• Reading text
[BEGIN]

Which figures from the tech world are cool enough to make an appearance in the New York Times crossword?
The New York Times' crossword dedicated to Steve Jobs on October 7th 2011, two days after his death.
I really liked this Quartz retrospective of AOL as a clue in The Times crossword yesterday, charting its course from "Prodigy competitor" in 1997, to "Huffington Post buyer" in 2012. Crossword clues are interesting (perhaps only slightly, I'll concede) in that they need to be at once a challenge to decipher and clued in a way that's solvable. "Prodigy competitor" as a clue for AOL wouldn't work in 2012, because Prodigy doesn't exist anymore. As such, The Times crossword acts as an interesting barometer of when something becomes common-enough knowledge to be used in a crossword.
Rex Parker's crossword blog provided a behind-the-scenes view of this recently in dissecting a crossword he set for The Times (under the name Michael Sharp; almost all setters work under an assumed name) with Caleb Madison. Of his clue for Ai Weiwei, Will Shortz, the Times crossword editor, wrote "I'm not crazy about the entry AI WEIWEI. He's not so well-known yet, and his name is crazily spelled and not inferable." Despite a good amount of recent coverage on him in The Times. And AOL, despite being founded in 1991, didn't make it into a Times crossword until 1997. So the Quartz piece got me wondering about other clues in The Times.

[END]

• Given request 1
According to the crossword piece, who is the Times crossword editor?
• Given request 2
Reproduce the crossword piece word for word, between "Which figures from" and "in a crossword.", inclusive.

• Listed entries
[BEGIN]

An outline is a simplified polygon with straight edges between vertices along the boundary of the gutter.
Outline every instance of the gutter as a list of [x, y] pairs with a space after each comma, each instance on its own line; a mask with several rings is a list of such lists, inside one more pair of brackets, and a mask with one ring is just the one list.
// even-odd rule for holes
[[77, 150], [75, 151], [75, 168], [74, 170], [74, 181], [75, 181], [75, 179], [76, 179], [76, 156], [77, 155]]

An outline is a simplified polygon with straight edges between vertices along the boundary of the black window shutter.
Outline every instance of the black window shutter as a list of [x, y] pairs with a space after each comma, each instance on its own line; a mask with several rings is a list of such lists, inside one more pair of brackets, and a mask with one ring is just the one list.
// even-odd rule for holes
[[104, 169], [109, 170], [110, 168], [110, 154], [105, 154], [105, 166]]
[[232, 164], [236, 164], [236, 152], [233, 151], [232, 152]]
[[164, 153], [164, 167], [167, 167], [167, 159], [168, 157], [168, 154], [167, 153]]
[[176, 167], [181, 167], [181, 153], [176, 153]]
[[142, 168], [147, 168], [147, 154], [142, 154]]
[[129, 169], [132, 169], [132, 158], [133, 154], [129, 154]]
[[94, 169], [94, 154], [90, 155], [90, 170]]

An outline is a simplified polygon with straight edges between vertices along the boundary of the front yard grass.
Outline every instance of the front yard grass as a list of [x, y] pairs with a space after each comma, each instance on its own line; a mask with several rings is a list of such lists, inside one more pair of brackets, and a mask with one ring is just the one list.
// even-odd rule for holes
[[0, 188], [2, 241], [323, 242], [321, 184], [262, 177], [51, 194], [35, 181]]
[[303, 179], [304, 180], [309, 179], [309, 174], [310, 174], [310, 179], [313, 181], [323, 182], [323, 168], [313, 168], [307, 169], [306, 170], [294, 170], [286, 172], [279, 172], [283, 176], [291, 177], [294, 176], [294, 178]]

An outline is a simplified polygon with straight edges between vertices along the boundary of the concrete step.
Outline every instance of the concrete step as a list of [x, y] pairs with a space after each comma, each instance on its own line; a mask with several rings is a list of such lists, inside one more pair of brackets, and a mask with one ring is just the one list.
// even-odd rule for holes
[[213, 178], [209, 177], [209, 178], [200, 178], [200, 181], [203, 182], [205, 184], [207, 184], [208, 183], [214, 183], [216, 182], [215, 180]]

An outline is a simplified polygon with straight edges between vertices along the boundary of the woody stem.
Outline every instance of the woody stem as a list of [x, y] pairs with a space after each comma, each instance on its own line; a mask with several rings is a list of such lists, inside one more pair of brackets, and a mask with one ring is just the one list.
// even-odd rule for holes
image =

[END]

• Full output 1
Will Shortz

• Full output 2
Which figures from the tech world are cool enough to make an appearance in the New York Times crossword?
The New York Times' crossword dedicated to Steve Jobs on October 7th 2011, two days after his death.
I really liked this Quartz retrospective of AOL as a clue in The Times crossword yesterday, charting its course from "Prodigy competitor" in 1997, to "Huffington Post buyer" in 2012. Crossword clues are interesting (perhaps only slightly, I'll concede) in that they need to be at once a challenge to decipher and clued in a way that's solvable. "Prodigy competitor" as a clue for AOL wouldn't work in 2012, because Prodigy doesn't exist anymore. As such, The Times crossword acts as an interesting barometer of when something becomes common-enough knowledge to be used in a crossword.